● DATA EXTRACT
^^^^^^^^
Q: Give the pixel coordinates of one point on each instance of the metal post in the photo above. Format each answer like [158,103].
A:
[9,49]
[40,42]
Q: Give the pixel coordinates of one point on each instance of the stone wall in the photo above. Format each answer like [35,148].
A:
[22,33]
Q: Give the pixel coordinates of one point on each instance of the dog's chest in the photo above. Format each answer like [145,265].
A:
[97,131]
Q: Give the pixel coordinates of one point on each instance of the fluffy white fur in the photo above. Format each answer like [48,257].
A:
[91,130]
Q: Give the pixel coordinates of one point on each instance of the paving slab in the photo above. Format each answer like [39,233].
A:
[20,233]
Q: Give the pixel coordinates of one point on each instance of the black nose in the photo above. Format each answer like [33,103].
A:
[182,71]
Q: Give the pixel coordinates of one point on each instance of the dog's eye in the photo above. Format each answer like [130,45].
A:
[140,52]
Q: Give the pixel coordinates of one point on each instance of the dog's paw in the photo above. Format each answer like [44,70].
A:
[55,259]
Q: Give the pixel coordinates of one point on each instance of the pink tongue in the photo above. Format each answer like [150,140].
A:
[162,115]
^^^^^^^^
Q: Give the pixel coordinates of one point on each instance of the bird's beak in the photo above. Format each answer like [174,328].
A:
^^^^^^^^
● GOAL OF THE EXERCISE
Locate each line in both blocks above that contains the word "stone", and copy those lines in full.

● ANSWER TO THIS PROBLEM
Q: Give the pixel coordinates of one point on each instance of the stone wall in the photo above. Format each answer like [35,148].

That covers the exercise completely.